### Written exercise:
Give the material once more, word for word, without any images.

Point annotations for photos
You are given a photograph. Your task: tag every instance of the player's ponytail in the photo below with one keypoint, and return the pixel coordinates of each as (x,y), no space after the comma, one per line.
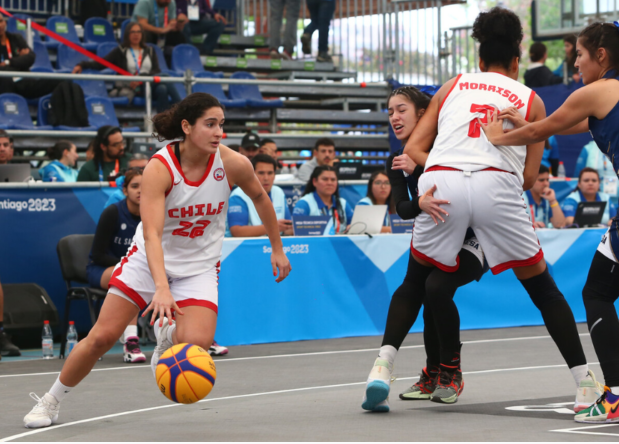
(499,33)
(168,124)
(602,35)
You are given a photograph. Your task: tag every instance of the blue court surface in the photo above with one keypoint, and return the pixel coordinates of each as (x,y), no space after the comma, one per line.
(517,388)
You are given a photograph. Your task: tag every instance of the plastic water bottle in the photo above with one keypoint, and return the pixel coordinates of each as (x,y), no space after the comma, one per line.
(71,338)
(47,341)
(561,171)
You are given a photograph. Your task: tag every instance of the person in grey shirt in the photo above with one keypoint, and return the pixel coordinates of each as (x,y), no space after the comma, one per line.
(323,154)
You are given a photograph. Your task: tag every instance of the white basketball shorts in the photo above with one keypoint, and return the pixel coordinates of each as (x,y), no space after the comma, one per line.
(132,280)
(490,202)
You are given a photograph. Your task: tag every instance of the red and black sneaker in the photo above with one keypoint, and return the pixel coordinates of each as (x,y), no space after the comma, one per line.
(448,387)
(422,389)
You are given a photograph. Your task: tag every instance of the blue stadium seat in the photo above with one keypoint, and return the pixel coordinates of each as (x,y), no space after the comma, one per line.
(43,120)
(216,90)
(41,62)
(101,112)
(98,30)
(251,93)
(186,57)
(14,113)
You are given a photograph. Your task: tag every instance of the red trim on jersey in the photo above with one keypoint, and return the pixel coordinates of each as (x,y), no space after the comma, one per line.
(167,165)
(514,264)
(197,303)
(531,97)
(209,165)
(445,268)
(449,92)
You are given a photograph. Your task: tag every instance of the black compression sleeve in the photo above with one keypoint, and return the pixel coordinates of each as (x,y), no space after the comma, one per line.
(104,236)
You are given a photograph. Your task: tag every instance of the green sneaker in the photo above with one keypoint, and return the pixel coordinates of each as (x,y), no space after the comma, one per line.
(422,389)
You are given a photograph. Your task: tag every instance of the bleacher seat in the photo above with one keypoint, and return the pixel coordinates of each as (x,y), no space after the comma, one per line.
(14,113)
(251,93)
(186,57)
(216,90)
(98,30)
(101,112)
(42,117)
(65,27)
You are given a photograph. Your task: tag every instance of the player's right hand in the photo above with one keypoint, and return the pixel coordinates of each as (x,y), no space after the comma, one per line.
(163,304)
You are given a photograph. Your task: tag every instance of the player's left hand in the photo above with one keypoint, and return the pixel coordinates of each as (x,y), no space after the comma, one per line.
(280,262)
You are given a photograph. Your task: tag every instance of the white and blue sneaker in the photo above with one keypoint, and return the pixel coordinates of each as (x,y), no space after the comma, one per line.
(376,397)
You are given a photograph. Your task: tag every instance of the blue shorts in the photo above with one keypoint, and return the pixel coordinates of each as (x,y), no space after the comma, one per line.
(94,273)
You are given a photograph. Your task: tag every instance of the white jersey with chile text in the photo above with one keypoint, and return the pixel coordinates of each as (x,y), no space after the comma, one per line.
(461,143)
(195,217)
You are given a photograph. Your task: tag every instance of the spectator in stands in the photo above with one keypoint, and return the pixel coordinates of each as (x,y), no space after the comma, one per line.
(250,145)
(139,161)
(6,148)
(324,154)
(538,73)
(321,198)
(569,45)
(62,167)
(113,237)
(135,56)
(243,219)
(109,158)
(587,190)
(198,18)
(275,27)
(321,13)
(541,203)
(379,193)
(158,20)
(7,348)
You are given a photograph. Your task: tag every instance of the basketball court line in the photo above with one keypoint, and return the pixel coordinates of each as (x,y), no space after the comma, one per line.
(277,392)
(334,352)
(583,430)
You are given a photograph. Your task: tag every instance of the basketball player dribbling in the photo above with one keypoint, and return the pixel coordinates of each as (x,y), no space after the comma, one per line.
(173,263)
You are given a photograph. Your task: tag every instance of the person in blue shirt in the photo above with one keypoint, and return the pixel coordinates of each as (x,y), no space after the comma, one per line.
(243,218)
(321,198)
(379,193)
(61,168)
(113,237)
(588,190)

### Correct result:
You are given a photograph. Your task: tag every instance of the player's ponytail in the photo below with one keypoint, and return the pixel coordinates of each as (x,y), no space after the comma, one per line.
(499,33)
(168,124)
(602,35)
You are given a photograph. Your task: tag every instance of the blue court surface in the photo above with one keypoint, and return the pixel coordinates of each as (x,y), no space after the comma, one per line.
(517,388)
You are given a photograph. Your task: tag every instance of the plastic water bottle in the photo above with one keypoint, and return the pixel coordinates of each as (x,y), no space after the comma, one per line.
(71,338)
(47,341)
(561,171)
You are given a photograph. Your task: tag every instance of the person in grey shirt in the photo above with one keypoint, and return the pixel coordinates of each as (x,y), no space after the comma, one per line.
(323,154)
You are given a photograph. Your task: tag every instance of the white basketball shorts in the photo above with one keypoint, and return the pixel coordinates of each as (x,y), no space after the comma, one per line.
(132,280)
(490,202)
You are given a photograph. Your task: tag every instance of the red and black sneaker in the photo above with one keypoint, and return the pixel coordinates of each as (x,y), no space after the comma, one per line.
(448,387)
(422,389)
You are given a photograph. Your task: tag every instance of the blue stadium seat in the photo above with one keypoint, and return the pixel coordinates of each as (x,y), no space after the comma, one per line.
(43,120)
(216,90)
(41,62)
(101,112)
(98,30)
(251,93)
(186,57)
(14,113)
You are given a photograph. Your task: tag every instance of the red trim on jersey in the photo above with one keypoint, and return the pixel coordinates of each as (x,y), no space after the comma, one per line.
(167,165)
(514,264)
(197,303)
(531,97)
(209,165)
(445,268)
(449,92)
You are given a photograph. Your task: tag every instance of the black compression sleeve in the photo above with one keypoint, and return the pixel coordinates of each as (x,y), no space after the comma, one per line.
(104,236)
You are given a photograph. Your task: tag every instance of the green sneaker in the photo above with one keypoint, and return the pixel coordinates of each as (x,y), no space after the comma, one per line.
(422,389)
You are given a photograph. Your task: tag every instance of the bleacher seat in the photo above with one keypoint, and return the pixel coordinates of each as (x,y), no space after the comma, one per line.
(14,113)
(251,93)
(186,57)
(216,90)
(98,30)
(101,112)
(42,117)
(65,27)
You are given a photograph. Your task: tag every instance of the player's right hand in the photo above with one keypoint, and return the pixel coordinates of each as (x,y), no space after the comma, one per line.
(163,304)
You are given a photograph. Your task: tag every instance of the player's left hand in the photo above with one keypoint, and return the pixel coordinates of each as (x,y), no space after the comma, one per line.
(280,262)
You are given a photograph. Your task: tag every instance of the white and blue sneaker in the photo above with one keypoint, and return the pixel coordinates of each as (x,y), no space after the comma, one per line.
(376,397)
You are given a photograph. Your task: tag every instance of the blue shorts in the photo above with one keypoint, and return the pixel coordinates of each as (x,y), no space after the comma, one per line.
(94,273)
You are given a photograph. Your task: tag every instance of the white jersey with chile text in the photo above with one keypoint, and return the pixel coordinates of each as (x,y), no space after the comma, one per line.
(461,143)
(195,217)
You are given a photograph. Your task: tag every instance of the spectator in stands in the photo above with one keypoint, and return the pixel coordinates of each as (x,y), no space after the comma, one per line.
(250,145)
(139,161)
(6,148)
(324,154)
(538,73)
(321,198)
(569,45)
(62,167)
(113,237)
(135,56)
(243,219)
(109,158)
(587,190)
(198,18)
(275,27)
(321,13)
(541,203)
(379,193)
(158,20)
(7,348)
You are given a photograph. Your task: tag every instance of the basketball court line in the photo above with one keypoint, and return the pixel coordinates of each as (x,y), no space after the comma, one per line.
(277,392)
(334,352)
(583,430)
You are given a photograph. Your task: tag every instance of the basketball player dribbling in the photo above with one keypoint, and return the pixel coordinates of each as (x,y), no space after the comma, one per line.
(173,263)
You are given a photograph. Your task: tag every instance of the person in blue shirt in the photo above with one keypoint, and return the pixel coordinates of each as (x,y), no space after the comma, one per line.
(243,218)
(321,198)
(379,193)
(61,168)
(113,237)
(588,190)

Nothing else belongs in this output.